Par Damien Douani, explorateur digital et expert nouveaux médias. Billet invité
La venue d’un poids lourd de l’univers digital dans un événement aussi installé et statutaire que le MIPTV (qui a eu lieu du 8 au 10 avril) n’est jamais un hasard. C’est un signal peu faible que « quelque chose change », une main tendue aux producteurs mondiaux qui arpentent les allées du Palais des Festivals de Cannes, cartes de visite et catalogues de programmes en mains.
Ce type de session a deux vertus : dévoiler un discours précis et vendeur pour des fournisseurs de contenus, et prendre la température de l’intérêt auprès de ces mêmes professionnels pour une nouveauté qui débarque dans leur univers audiovisuel. Et en général, moins vous avez de monde, plus il est judicieux de passer du temps dans la salle : le monde de la télé est plutôt connu pour avoir une certaine défiance envers tout ce qui est à la fois en ligne et innovant. Le réveil est alors assez douloureux, et le sujet devient alors une obsession : c’est « l’effet Netflix », invisible à ce MIPTV et flottant dans absolument tous les esprits présents et autres conversations de couloirs.
Côté salle, on était sur un remplissage à 45% à 10h du matin. Il y a encore de la marge, j’étais donc au bon endroit.

> **Données enregistrées**
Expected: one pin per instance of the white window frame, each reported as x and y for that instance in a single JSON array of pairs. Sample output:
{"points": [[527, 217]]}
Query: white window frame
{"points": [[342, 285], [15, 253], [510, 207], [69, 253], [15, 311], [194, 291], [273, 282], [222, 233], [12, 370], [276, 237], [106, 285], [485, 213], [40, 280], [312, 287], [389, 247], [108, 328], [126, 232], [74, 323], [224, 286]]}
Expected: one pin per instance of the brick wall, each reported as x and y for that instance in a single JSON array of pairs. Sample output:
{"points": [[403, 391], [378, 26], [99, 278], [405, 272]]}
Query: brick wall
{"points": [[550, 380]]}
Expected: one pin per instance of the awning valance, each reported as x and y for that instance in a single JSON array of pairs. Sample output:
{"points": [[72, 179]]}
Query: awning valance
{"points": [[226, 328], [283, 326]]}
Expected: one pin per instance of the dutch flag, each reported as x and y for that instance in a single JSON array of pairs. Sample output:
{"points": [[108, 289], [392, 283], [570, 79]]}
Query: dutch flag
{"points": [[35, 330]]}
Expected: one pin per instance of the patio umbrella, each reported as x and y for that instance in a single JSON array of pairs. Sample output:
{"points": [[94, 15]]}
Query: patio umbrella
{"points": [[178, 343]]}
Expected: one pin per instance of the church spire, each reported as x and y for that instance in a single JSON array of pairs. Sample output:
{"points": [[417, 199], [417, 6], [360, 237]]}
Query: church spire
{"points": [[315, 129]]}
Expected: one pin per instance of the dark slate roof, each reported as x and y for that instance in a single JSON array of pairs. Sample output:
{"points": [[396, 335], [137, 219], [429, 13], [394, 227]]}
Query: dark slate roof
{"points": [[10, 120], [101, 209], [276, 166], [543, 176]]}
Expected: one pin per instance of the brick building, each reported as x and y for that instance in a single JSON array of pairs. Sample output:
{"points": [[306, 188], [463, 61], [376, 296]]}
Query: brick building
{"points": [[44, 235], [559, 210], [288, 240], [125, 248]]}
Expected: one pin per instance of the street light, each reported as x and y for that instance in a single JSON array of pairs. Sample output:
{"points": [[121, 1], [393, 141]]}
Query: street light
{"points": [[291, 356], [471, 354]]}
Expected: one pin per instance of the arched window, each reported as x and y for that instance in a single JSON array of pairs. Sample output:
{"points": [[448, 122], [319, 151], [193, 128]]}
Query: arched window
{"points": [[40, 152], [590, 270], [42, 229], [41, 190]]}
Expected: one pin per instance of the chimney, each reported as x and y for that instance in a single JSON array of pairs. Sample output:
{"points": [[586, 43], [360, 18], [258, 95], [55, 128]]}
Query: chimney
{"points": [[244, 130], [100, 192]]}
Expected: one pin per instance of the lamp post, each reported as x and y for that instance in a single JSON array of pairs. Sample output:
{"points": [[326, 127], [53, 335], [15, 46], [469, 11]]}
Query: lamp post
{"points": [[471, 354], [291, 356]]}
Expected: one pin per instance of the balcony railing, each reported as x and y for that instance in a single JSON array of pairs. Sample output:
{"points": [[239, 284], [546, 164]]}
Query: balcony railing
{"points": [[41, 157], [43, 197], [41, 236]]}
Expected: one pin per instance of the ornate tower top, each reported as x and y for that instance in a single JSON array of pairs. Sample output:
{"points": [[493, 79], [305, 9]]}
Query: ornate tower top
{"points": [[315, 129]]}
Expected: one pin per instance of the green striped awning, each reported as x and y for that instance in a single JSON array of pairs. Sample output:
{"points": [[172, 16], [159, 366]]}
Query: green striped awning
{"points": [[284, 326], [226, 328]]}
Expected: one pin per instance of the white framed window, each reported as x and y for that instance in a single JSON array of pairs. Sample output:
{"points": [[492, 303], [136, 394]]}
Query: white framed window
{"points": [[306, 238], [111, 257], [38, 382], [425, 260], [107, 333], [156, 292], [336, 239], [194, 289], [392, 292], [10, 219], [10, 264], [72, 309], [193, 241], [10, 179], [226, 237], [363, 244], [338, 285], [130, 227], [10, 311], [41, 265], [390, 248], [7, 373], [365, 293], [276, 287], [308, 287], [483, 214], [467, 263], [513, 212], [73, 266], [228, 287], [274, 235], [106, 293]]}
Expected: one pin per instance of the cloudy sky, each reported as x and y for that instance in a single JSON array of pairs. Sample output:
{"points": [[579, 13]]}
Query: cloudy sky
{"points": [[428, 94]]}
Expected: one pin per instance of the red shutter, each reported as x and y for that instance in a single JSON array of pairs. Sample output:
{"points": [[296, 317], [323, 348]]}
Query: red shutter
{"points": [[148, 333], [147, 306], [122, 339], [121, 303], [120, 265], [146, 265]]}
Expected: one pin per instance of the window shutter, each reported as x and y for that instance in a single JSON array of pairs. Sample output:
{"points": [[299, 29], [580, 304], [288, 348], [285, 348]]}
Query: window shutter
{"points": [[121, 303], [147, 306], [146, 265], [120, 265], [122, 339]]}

> **Consignes**
[1] Veuillez recopier à l'identique l'extrait sur le MIPTV, de « Par Damien Douani, explorateur » à « programmes en mains. ».
[2] Répondez à ces questions sur l'extrait consacré au MIPTV :
(a) À quelles dates le MIPTV a-t-il eu lieu ?
(b) Quel bâtiment les producteurs mondiaux arpentent-ils ?
(c) À quel taux la salle était-elle remplie à 10h du matin ?
Les enregistrements forment un matériau à part, distinct de l'extrait.

> **Réponses ci-dessous**
[1]
Par Damien Douani, explorateur digital et expert nouveaux médias. Billet invité
La venue d’un poids lourd de l’univers digital dans un événement aussi installé et statutaire que le MIPTV (qui a eu lieu du 8 au 10 avril) n’est jamais un hasard. C’est un signal peu faible que « quelque chose change », une main tendue aux producteurs mondiaux qui arpentent les allées du Palais des Festivals de Cannes, cartes de visite et catalogues de programmes en mains.

[2]
(a) Du 8 au 10 avril.
(b) Le Palais des Festivals de Cannes.
(c) À 45 %.